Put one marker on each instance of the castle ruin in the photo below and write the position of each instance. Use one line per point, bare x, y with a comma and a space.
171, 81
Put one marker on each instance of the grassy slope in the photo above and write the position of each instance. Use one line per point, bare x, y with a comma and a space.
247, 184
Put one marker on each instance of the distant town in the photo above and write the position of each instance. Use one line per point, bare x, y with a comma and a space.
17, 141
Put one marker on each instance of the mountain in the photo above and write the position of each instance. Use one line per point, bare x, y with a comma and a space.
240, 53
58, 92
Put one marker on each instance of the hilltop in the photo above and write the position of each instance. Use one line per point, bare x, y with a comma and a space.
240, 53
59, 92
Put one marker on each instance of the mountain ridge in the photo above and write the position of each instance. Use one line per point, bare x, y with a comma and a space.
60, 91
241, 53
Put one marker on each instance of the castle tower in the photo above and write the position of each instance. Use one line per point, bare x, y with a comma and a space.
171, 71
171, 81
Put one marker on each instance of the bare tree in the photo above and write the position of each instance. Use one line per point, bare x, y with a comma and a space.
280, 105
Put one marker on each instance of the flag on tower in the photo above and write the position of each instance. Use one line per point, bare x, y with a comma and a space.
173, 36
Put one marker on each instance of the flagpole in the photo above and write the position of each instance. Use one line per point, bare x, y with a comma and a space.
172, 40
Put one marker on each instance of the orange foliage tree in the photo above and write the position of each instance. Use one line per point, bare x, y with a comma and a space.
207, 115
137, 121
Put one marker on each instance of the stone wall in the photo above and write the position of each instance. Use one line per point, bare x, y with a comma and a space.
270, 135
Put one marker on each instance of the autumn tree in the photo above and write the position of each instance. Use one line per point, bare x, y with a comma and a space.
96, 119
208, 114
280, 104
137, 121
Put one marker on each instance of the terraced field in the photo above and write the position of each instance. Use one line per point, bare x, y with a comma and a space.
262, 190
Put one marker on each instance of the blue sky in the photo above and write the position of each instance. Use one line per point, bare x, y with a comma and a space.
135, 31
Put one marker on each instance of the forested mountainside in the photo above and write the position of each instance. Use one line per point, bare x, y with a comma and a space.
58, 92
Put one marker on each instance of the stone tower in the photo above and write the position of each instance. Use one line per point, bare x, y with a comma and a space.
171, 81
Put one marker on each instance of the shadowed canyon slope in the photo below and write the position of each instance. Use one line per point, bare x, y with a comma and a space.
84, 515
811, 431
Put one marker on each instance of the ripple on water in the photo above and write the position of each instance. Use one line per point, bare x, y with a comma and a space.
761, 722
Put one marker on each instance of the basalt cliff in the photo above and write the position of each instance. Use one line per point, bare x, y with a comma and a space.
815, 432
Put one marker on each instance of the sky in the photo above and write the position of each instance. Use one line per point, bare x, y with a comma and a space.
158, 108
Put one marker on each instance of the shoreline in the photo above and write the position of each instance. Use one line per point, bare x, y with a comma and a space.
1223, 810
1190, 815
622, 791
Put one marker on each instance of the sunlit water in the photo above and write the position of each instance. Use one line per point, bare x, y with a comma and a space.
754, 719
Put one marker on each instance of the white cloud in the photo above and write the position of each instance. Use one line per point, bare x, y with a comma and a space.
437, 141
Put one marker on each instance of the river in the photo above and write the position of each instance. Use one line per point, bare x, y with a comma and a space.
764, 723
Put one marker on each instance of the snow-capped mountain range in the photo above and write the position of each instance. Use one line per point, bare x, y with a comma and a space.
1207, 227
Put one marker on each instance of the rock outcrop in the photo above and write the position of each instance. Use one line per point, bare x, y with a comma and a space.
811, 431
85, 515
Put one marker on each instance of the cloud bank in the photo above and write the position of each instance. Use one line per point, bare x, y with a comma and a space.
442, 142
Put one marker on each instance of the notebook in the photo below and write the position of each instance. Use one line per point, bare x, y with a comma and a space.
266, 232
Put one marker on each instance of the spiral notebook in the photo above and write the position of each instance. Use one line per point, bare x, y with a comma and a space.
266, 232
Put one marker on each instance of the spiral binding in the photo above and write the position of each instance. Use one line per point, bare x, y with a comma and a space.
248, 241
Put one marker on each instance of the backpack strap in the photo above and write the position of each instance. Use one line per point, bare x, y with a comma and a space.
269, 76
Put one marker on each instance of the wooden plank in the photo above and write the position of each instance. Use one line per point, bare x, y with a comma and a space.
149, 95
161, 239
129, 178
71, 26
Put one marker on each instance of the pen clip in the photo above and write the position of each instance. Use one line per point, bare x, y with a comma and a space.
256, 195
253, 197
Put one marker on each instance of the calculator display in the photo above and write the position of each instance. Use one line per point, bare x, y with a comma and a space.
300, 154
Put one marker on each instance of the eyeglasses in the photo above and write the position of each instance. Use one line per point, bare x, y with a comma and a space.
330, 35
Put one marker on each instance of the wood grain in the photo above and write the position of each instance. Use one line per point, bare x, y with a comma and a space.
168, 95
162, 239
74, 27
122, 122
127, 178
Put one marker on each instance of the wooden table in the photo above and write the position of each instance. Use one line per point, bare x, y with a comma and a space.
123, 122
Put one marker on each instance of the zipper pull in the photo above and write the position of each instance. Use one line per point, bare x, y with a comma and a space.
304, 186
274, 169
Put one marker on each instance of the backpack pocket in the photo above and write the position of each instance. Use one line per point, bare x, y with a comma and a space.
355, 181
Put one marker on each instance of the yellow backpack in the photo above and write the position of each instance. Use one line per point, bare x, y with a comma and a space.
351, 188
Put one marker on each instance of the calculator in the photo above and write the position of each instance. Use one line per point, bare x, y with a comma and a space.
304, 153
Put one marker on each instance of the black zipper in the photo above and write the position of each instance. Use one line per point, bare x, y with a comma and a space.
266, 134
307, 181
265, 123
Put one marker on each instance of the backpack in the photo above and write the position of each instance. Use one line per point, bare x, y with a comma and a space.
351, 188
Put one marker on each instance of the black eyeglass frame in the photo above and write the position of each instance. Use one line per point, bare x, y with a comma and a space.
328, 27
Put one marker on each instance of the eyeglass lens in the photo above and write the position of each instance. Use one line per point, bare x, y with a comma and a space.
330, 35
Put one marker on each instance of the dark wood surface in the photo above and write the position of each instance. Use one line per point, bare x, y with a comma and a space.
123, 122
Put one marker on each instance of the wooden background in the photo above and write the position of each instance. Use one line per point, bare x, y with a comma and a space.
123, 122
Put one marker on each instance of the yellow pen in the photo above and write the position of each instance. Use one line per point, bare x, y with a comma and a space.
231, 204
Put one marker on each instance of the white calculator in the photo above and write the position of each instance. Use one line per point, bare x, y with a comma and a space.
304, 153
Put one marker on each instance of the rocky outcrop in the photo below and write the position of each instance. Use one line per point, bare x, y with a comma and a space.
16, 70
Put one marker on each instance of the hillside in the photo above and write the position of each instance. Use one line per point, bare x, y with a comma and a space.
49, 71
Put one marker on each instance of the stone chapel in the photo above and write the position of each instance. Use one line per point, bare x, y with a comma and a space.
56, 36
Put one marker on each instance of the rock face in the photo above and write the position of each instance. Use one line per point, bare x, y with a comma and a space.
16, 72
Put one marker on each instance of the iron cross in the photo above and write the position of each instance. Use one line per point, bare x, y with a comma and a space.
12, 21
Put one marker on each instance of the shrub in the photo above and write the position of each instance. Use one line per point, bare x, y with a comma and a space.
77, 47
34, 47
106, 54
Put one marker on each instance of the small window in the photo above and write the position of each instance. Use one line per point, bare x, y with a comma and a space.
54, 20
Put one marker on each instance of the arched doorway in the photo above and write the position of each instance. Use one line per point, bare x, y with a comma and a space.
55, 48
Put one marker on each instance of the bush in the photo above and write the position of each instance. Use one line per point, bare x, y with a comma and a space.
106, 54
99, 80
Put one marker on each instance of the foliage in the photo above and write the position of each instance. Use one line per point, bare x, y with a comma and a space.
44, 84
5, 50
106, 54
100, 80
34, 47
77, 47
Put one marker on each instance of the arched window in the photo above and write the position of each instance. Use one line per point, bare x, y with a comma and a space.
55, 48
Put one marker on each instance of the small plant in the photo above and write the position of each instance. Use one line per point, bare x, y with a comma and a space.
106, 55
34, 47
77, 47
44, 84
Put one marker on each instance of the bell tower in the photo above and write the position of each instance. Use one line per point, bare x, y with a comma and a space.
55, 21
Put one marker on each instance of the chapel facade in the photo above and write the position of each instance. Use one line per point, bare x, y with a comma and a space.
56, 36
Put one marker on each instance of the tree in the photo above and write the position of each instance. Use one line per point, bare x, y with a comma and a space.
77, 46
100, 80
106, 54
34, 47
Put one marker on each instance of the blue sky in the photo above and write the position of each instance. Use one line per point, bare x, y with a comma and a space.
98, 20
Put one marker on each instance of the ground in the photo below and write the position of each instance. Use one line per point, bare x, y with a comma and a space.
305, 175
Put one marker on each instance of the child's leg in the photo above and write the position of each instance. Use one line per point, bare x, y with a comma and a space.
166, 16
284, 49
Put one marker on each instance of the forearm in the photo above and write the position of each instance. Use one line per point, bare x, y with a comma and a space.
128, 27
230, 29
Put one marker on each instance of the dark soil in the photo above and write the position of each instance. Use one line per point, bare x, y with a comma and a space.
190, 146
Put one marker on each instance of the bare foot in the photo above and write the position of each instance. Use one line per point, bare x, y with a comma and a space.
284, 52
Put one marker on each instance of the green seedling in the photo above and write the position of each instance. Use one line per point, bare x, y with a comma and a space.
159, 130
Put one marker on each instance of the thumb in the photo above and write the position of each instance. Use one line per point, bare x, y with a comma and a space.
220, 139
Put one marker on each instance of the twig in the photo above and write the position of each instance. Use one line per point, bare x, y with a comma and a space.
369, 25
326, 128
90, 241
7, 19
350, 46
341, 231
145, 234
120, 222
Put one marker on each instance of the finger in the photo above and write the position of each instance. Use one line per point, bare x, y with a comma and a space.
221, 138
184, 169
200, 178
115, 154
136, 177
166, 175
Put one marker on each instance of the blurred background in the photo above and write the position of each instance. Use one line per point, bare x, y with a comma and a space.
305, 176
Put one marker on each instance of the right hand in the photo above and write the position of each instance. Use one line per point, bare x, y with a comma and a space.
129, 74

▸ **Goal**
Write the lines out exactly, from the one with "Put one marker on each instance of the twig" down to the last line of the listing, and leave out all others.

▸ **Response to this task**
Put one marker on each instance of the twig in the photo above and write the position of each instance. Use one line per point, bare x, y with a comma and a space.
369, 25
326, 128
90, 241
7, 19
350, 46
341, 231
145, 234
120, 222
Put one marker on each instance of the finger in the photo above and write the position of each instance. Use one line per point, bare x, y with a comma and a space.
221, 138
184, 169
200, 178
115, 154
136, 177
166, 175
Put one marker on each instance of the blurred background in the photo above and write the position of each instance. Use one line per point, bare x, y with a comma and a space.
305, 176
Put one marker on each instance of the right hand in the photo above and write the position of each instance. Use one line per point, bare x, y with a comma and a space.
129, 74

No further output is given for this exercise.